**Your objective**
From the line below containing "[output] one dot per instance, form <point>589,370</point>." to the final line, print each line exactly as written. No pictures belong in the copy.
- - -
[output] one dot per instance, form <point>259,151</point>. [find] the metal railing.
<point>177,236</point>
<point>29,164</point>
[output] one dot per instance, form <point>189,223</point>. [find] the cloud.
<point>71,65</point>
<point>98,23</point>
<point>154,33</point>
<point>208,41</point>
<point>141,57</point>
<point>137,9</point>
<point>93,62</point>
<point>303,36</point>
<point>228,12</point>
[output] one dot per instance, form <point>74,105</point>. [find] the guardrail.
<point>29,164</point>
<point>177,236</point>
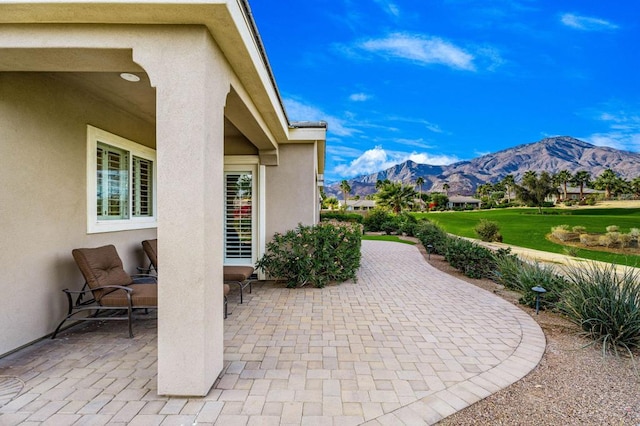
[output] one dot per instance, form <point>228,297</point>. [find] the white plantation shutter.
<point>120,183</point>
<point>238,217</point>
<point>142,187</point>
<point>112,183</point>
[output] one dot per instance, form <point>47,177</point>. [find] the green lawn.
<point>526,228</point>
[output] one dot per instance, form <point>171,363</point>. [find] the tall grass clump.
<point>521,276</point>
<point>431,234</point>
<point>605,304</point>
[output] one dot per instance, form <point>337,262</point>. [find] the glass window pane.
<point>112,183</point>
<point>238,221</point>
<point>142,187</point>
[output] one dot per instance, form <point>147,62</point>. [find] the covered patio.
<point>406,344</point>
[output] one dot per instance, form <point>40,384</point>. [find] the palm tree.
<point>635,186</point>
<point>509,183</point>
<point>484,190</point>
<point>396,196</point>
<point>346,189</point>
<point>331,203</point>
<point>563,177</point>
<point>581,178</point>
<point>607,180</point>
<point>419,183</point>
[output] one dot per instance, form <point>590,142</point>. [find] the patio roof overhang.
<point>229,22</point>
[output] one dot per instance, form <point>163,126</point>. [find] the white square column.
<point>189,77</point>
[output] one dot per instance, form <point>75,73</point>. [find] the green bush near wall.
<point>341,217</point>
<point>315,255</point>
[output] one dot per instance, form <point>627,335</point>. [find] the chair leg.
<point>129,317</point>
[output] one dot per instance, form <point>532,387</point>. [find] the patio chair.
<point>150,248</point>
<point>239,275</point>
<point>108,287</point>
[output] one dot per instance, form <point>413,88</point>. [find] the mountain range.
<point>550,154</point>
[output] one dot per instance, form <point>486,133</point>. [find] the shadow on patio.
<point>406,344</point>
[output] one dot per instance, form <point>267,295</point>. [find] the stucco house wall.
<point>291,191</point>
<point>43,129</point>
<point>209,93</point>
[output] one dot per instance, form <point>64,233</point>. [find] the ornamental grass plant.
<point>605,303</point>
<point>521,276</point>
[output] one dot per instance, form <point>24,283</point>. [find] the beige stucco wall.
<point>43,198</point>
<point>291,189</point>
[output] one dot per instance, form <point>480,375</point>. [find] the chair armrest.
<point>66,290</point>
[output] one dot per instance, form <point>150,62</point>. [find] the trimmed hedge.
<point>315,255</point>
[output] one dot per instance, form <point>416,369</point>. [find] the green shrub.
<point>488,230</point>
<point>430,234</point>
<point>341,217</point>
<point>521,276</point>
<point>407,224</point>
<point>563,233</point>
<point>605,304</point>
<point>314,254</point>
<point>390,227</point>
<point>589,240</point>
<point>471,259</point>
<point>374,219</point>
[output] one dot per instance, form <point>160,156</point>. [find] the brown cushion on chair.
<point>101,266</point>
<point>142,295</point>
<point>150,247</point>
<point>237,273</point>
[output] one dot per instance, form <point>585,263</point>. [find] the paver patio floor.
<point>406,344</point>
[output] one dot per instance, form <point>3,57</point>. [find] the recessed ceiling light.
<point>130,77</point>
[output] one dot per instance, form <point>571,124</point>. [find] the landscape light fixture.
<point>539,290</point>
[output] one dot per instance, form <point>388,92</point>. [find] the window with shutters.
<point>238,217</point>
<point>120,183</point>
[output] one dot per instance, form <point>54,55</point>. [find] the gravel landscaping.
<point>574,384</point>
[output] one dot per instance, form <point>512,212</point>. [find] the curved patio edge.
<point>441,404</point>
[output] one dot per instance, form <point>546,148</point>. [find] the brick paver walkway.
<point>406,344</point>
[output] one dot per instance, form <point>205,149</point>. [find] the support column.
<point>190,81</point>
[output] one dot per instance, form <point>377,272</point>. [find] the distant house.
<point>359,205</point>
<point>573,193</point>
<point>463,202</point>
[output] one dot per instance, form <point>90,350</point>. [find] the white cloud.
<point>586,23</point>
<point>297,111</point>
<point>359,97</point>
<point>389,7</point>
<point>421,49</point>
<point>623,132</point>
<point>378,159</point>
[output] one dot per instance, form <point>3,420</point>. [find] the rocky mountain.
<point>549,154</point>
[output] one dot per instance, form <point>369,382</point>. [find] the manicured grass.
<point>526,228</point>
<point>393,238</point>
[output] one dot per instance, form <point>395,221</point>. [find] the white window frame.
<point>94,224</point>
<point>250,163</point>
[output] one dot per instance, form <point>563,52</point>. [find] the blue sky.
<point>439,81</point>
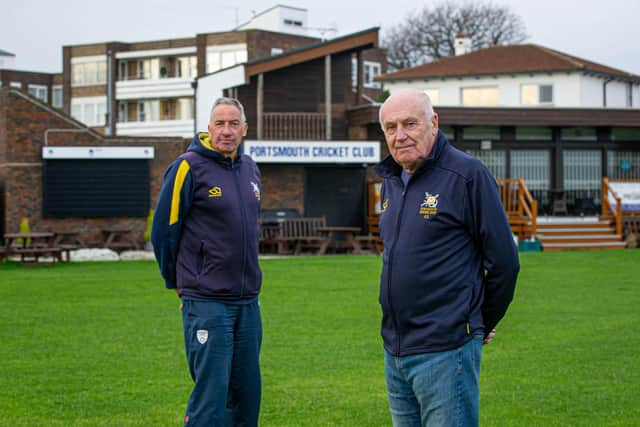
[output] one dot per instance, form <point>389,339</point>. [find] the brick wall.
<point>22,126</point>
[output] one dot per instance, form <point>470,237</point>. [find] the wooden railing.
<point>294,126</point>
<point>608,209</point>
<point>520,206</point>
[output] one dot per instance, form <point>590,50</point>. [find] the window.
<point>185,109</point>
<point>224,56</point>
<point>149,111</point>
<point>371,71</point>
<point>39,91</point>
<point>85,73</point>
<point>578,134</point>
<point>479,96</point>
<point>148,69</point>
<point>625,134</point>
<point>494,160</point>
<point>434,95</point>
<point>91,111</point>
<point>56,96</point>
<point>533,94</point>
<point>122,70</point>
<point>533,166</point>
<point>448,132</point>
<point>187,67</point>
<point>582,170</point>
<point>531,133</point>
<point>123,112</point>
<point>623,165</point>
<point>481,132</point>
<point>293,22</point>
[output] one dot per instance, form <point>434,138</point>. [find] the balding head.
<point>410,127</point>
<point>412,95</point>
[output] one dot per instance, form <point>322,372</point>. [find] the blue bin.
<point>527,245</point>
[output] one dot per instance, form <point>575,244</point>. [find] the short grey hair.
<point>229,101</point>
<point>428,108</point>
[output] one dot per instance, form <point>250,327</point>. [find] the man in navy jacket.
<point>449,267</point>
<point>205,236</point>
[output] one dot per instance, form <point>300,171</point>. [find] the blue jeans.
<point>435,389</point>
<point>222,342</point>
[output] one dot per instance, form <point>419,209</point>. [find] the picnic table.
<point>118,239</point>
<point>339,237</point>
<point>68,240</point>
<point>31,246</point>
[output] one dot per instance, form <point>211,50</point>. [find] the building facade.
<point>145,88</point>
<point>296,105</point>
<point>560,122</point>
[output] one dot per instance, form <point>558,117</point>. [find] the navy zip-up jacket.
<point>205,228</point>
<point>449,260</point>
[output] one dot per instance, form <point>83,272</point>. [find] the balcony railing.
<point>294,126</point>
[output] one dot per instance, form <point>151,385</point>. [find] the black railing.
<point>576,202</point>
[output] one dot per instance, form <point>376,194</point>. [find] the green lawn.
<point>100,344</point>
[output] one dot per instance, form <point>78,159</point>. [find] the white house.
<point>525,75</point>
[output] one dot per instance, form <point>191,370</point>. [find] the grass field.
<point>100,344</point>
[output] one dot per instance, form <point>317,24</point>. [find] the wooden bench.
<point>30,247</point>
<point>269,234</point>
<point>33,254</point>
<point>300,234</point>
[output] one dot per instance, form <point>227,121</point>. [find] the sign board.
<point>98,152</point>
<point>313,151</point>
<point>629,193</point>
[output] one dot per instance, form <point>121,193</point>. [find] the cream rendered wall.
<point>566,88</point>
<point>570,90</point>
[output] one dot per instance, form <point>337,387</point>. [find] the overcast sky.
<point>607,32</point>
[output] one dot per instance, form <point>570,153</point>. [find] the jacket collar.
<point>388,167</point>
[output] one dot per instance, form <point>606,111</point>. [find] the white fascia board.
<point>156,52</point>
<point>162,88</point>
<point>77,100</point>
<point>210,88</point>
<point>324,152</point>
<point>82,59</point>
<point>98,152</point>
<point>226,47</point>
<point>181,128</point>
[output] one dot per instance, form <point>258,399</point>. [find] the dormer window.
<point>293,22</point>
<point>534,94</point>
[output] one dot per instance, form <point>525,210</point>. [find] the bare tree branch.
<point>430,33</point>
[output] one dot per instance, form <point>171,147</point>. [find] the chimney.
<point>463,44</point>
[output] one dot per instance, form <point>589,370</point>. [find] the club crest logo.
<point>429,206</point>
<point>385,205</point>
<point>215,191</point>
<point>256,190</point>
<point>202,335</point>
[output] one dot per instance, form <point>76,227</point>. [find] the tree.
<point>429,34</point>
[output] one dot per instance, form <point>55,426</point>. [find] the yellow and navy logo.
<point>256,190</point>
<point>429,206</point>
<point>215,191</point>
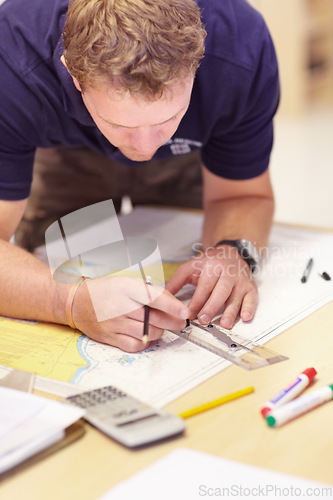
- - -
**Answer to the exercise**
[output] one dot per instance, form <point>589,370</point>. [find] the club crest logo.
<point>429,206</point>
<point>385,205</point>
<point>215,191</point>
<point>256,190</point>
<point>202,335</point>
[output] one dot per instance, form <point>76,227</point>. [find] the tree.
<point>429,34</point>
[output] one dot per instance, form <point>55,426</point>. [find] the yellow and navy logo.
<point>256,190</point>
<point>429,206</point>
<point>215,191</point>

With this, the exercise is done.